**WORK TO COMPLETE:**
Make an exact copy of each entry, leaving out every picture.

*** DATASET ENTRIES Section Begins ***

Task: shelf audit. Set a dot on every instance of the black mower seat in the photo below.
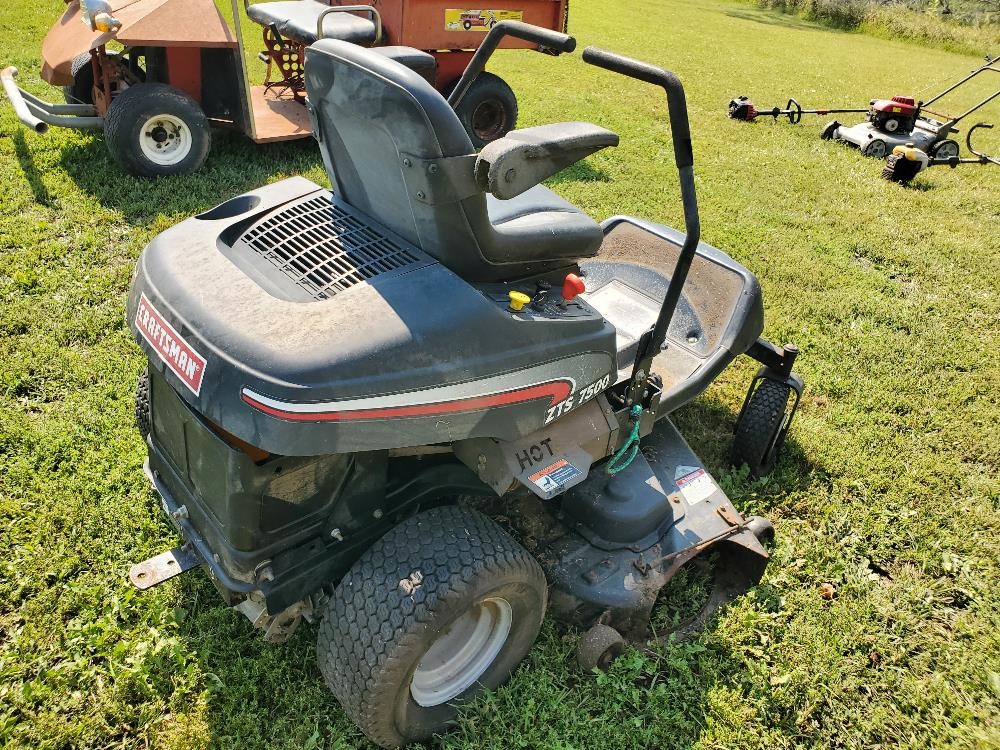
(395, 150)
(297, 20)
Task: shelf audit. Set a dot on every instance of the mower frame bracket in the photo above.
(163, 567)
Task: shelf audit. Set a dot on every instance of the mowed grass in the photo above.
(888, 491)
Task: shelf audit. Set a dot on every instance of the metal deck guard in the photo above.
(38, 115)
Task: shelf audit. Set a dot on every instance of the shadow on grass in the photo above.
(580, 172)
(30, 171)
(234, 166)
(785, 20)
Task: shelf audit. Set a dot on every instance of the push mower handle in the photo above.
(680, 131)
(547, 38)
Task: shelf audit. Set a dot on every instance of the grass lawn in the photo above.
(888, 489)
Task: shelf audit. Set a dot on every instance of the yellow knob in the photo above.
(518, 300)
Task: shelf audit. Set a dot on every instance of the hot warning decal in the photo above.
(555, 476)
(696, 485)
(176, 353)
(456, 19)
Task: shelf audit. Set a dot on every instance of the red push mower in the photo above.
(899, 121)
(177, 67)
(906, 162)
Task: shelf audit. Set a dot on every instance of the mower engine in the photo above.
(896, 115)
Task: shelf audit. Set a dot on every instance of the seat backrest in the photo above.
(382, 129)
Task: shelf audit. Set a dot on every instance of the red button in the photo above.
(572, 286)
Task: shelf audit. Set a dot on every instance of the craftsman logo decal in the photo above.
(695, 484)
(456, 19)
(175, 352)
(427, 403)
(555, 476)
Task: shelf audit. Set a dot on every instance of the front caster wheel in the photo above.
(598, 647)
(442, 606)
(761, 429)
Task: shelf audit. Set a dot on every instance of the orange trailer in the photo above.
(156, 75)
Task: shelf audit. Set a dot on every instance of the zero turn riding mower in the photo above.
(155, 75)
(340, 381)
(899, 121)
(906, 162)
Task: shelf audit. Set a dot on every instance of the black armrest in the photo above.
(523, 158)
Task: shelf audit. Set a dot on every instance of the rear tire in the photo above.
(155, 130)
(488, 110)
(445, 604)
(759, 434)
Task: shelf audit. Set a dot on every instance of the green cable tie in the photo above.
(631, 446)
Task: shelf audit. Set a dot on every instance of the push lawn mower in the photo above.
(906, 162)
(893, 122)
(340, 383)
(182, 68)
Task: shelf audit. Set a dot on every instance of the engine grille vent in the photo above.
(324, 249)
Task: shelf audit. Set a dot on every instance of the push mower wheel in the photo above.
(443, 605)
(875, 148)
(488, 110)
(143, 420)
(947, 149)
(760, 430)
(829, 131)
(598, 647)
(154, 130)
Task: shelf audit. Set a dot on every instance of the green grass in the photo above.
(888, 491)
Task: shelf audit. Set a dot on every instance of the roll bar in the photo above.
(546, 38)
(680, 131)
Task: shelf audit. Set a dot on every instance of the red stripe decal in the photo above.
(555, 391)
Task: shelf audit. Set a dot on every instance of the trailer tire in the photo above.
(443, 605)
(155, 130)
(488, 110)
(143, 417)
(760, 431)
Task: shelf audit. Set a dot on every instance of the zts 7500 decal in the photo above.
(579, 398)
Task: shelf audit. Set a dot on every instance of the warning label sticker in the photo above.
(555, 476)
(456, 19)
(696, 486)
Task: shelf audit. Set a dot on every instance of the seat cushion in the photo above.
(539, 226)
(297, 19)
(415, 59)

*** DATASET ENTRIES Section Ends ***

**TASK RESULT:**
Task: shelf audit. Set a dot on every instance of the black mower seat in the photo below.
(395, 150)
(297, 20)
Task: shelf audit. Set a dot on every instance of the mower frame bracket in the photo above.
(163, 567)
Task: shelf audit. Set a dot on every instance of the mowed grass in the photo above.
(888, 491)
Task: shelf audit. Set a dot on every instance of the metal deck guard in the photo above.
(38, 115)
Task: shelf audit. Set a dot on every instance of the shadow on grass in the photo above.
(580, 172)
(30, 171)
(234, 166)
(785, 20)
Task: shelf audit. Set a dot on every instance of the push mower handle in the photo above.
(680, 131)
(547, 38)
Task: shelf audit. Set a dot on every instance of the grass lawn in the photo above.
(888, 489)
Task: shelf audit. Set a dot on every instance of the yellow knob in the photo above.
(518, 300)
Task: shelf audit. Set a dot on every instance of the hot warning decal in the photo above.
(555, 476)
(696, 485)
(176, 353)
(456, 19)
Task: shelf audit. Set a dot on every instance of the red push mower in the photo above.
(899, 121)
(177, 67)
(906, 162)
Task: shelf audit. Set a dot on every instance of the mower engine in the photo above.
(896, 115)
Task: shelf audit. Set a dot on every instance of the seat backrest in the photo above.
(382, 129)
Task: shelf audit. Set a dot on every instance of the red button in the photo above.
(572, 286)
Task: shelf audit. Set a dot on every instance of the craftsman logo decal in the photo above.
(695, 484)
(456, 19)
(175, 352)
(427, 403)
(555, 476)
Task: shelf audit. Set a dot on every instance of the front caster wheel in the photo above.
(598, 647)
(442, 606)
(761, 429)
Task: shelf audit. Set a dot on every instance of the orange trailer in the photo above.
(156, 75)
Task: shelf audit. Set a dot on every instance of the zero turn riding mower in the photo above.
(155, 75)
(340, 381)
(899, 121)
(906, 162)
Task: shelf audit. Set a dot on every instance of the black armrest in the photo above.
(523, 158)
Task: shelf audit. Set a dot on every instance of the rear tire in the photo above.
(155, 130)
(488, 110)
(445, 604)
(759, 434)
Task: shelf audit. Set a dot on every instance of the green cable tie in the photo above.
(631, 446)
Task: shelf audit. Set a dot on every instance of the push lawn mower in the photo above.
(906, 162)
(893, 122)
(340, 383)
(182, 68)
Task: shelf audit. Set a dot on every instance of the engine grille vent in the photo above.
(324, 249)
Task: shelf audit. Set a dot on every instance of the push mower wheel in the photo above.
(443, 605)
(875, 148)
(488, 110)
(143, 420)
(947, 149)
(760, 430)
(829, 131)
(598, 647)
(154, 130)
Task: shelf audit. Set a dot on every instance of the green grass in the photo above.
(888, 491)
Task: shelf audit. Set a dot on every instance of the roll bar in the photo above.
(546, 38)
(680, 131)
Task: shelf audit. Set a dot on every instance of the red stripe decal in the photo above.
(555, 391)
Task: shelf audit. Set a dot on every instance of the trailer tire in the photo above.
(443, 605)
(155, 130)
(488, 110)
(143, 417)
(760, 431)
Task: shelf audit. Set a dot on every instance of the zts 7500 decal in the photo above.
(579, 398)
Task: shelf audit. Set a dot on every instance of the warning label sticker in the photo above.
(555, 476)
(456, 19)
(696, 486)
Task: shelf audit. Set a dot on every instance of the seat cushion in the photo above.
(539, 226)
(297, 19)
(415, 59)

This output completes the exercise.